Learn more about the Python `sorted` function [here](https://www.w3schools.com/python/ref_func_sorted.asp).

In [None]:
def spacy_closest(token_list, vec_to_check, n=10):
    return sorted(
        token_list,
        key=lambda x: cosine_similarity(vec_to_check, vec(x)), # sort based on the similarity of each token to the specified vector
    )[:n]

In [None]:
day_vec = vec("day")

In [None]:
# the length of the vector is the number of parameters in the model
len(day_vec)

In [None]:
min(day_vec), max(day_vec)

In [None]:
# halfway between day and night
spacy_closest(tokens, mean([vec("day"), vec("night")]))

In [None]:
spacy_closest(tokens, subtract(vec("wine"), vec("alcohol")))

## Sentence Similarity
Lets do some basic sentence similarities, we are going to average the vectors from all the words in the sentence. we will assume if those two sentences are similar the mean of the each word vector in the sentence will be close

In [None]:
def sentvec(s):
    sentence = nlp(s)
━━━━━━━━━━━━━━━━━━━━
— OBJECTIVE —
Please resume the spaCy word-vector notebook above, picking up right after its last line.

— DATA LINES —
━━━━━━━━━━━━━━━━━━━━
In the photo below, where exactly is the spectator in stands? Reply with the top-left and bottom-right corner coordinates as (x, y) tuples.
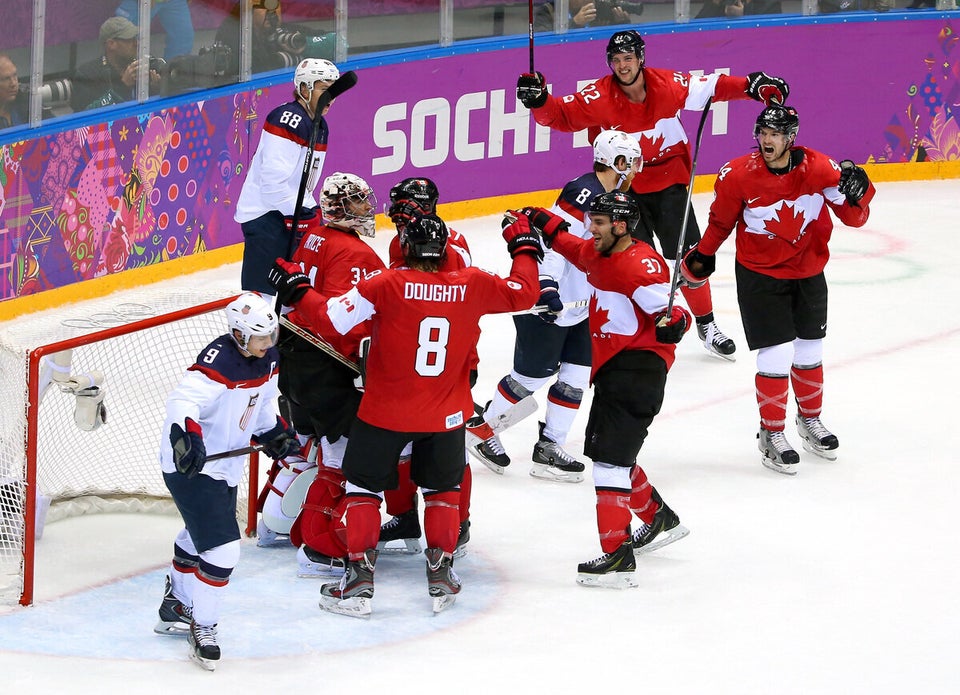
━━━━━━━━━━━━━━━━━━━━
— RESPONSE —
    return mean([w.vector for w in sentence])

In [None]:
sentences = list(dracula_doc.sents)

In [None]:
wallpaper_sentences = list(wallpaper_doc.sents)

In [None]:
wallpaper_sentences[100]

In [None]:
sentences[111]

In [None]:
def spacy_closest_sent(space, input_str, n=10):
    input_vec = sentvec(input_str)
    # we are selecting the top 10 sentences
    return sorted(space,
                  key=lambda x: cosine_similarity(np.mean([w.vector for w in x], axis=0), input_vec),
                  reverse=True)[:n]

In [None]:
for sent in spacy_closest_sent(wallpaper_sentences, "My favorite food is strawberry ice cream."):
    print(sent.text)
    print("---")